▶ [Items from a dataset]
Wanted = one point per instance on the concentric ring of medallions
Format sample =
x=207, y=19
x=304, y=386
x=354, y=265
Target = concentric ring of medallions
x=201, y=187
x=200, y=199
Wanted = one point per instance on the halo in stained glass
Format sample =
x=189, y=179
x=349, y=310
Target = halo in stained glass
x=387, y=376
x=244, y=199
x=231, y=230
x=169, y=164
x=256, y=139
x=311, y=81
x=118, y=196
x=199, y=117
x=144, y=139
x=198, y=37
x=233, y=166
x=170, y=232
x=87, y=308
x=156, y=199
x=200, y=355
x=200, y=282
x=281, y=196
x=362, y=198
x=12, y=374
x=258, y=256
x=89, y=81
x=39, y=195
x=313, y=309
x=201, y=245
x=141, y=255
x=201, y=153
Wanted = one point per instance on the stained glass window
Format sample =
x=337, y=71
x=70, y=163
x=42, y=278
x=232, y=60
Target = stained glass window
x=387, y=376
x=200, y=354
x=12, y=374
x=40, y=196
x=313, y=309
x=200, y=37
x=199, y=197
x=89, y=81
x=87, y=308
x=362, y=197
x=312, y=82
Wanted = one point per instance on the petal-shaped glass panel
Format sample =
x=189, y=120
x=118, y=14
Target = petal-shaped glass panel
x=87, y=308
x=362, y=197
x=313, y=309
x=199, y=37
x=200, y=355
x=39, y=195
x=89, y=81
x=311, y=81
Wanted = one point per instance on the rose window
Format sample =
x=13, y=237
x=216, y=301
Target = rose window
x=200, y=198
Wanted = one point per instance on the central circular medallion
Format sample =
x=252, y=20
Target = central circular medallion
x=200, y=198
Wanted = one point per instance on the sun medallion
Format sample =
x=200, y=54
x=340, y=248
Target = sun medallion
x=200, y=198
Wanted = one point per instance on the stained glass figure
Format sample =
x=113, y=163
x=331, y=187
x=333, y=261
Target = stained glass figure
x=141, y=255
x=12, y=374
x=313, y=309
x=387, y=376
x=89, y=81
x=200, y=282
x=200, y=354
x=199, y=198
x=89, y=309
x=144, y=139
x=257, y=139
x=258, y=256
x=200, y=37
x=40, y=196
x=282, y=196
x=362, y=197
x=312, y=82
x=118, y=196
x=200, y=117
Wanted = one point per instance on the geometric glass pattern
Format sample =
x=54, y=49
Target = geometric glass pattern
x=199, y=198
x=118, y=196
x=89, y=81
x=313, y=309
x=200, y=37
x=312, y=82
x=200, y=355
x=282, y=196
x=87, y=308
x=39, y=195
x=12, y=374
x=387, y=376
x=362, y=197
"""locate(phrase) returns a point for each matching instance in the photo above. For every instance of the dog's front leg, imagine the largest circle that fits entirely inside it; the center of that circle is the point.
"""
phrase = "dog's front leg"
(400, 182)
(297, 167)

--

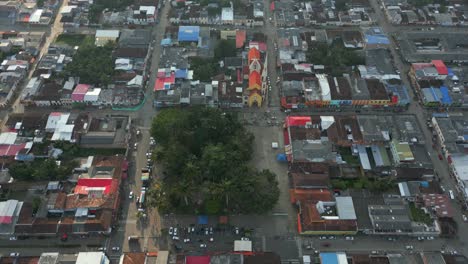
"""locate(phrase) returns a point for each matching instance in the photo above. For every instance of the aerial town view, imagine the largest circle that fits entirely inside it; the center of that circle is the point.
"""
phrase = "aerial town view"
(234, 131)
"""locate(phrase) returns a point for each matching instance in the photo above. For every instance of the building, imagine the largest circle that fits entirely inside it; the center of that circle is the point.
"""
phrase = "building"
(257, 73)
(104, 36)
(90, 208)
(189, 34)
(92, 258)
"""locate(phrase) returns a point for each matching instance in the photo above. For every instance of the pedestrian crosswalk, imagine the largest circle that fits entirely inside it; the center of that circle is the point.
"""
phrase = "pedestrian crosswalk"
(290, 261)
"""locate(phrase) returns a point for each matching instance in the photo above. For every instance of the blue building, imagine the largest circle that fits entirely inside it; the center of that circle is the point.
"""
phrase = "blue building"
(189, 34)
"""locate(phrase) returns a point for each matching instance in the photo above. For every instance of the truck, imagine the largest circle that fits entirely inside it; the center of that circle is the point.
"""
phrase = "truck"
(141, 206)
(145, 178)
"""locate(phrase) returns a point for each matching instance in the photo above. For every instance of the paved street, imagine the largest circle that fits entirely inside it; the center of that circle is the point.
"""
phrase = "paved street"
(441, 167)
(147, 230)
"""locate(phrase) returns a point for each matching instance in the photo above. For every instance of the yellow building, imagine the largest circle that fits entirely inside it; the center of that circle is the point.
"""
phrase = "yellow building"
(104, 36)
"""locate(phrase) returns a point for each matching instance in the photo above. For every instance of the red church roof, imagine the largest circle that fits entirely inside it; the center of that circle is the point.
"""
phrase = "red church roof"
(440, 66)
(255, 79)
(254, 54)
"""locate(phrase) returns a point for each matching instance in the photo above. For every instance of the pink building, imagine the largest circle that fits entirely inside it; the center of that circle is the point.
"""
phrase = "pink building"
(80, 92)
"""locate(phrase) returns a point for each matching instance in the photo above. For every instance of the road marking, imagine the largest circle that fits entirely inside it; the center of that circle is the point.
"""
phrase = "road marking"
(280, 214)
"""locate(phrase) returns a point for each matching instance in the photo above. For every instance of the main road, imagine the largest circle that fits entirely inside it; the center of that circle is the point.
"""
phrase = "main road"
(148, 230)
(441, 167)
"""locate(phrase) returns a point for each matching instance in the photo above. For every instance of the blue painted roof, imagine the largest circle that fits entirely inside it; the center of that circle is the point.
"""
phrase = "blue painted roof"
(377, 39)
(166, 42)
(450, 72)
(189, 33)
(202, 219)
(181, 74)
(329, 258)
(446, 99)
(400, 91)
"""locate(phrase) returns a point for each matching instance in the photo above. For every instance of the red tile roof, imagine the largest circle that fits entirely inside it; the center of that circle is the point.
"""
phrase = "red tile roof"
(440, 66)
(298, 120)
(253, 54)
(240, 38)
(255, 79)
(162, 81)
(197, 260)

▶ [What this task involves]
What lines in the data above contain the word "Wanted"? Show them all.

▶ [Answer space]
Wanted = one point per instance on the concentric ring of medallions
Wanted = one point per instance on the halo in stained glass
Wanted = one point per instance on the stained glass window
Wanted = one point per instance on the petal-shaped glass panel
Wanted = one point per instance on the rose window
Wanted = one point per instance on the central circular medallion
Wanted = one point per instance on the sun medallion
Wanted = one point per instance on the stained glass figure
Wanted = one point per instance on the geometric glass pattern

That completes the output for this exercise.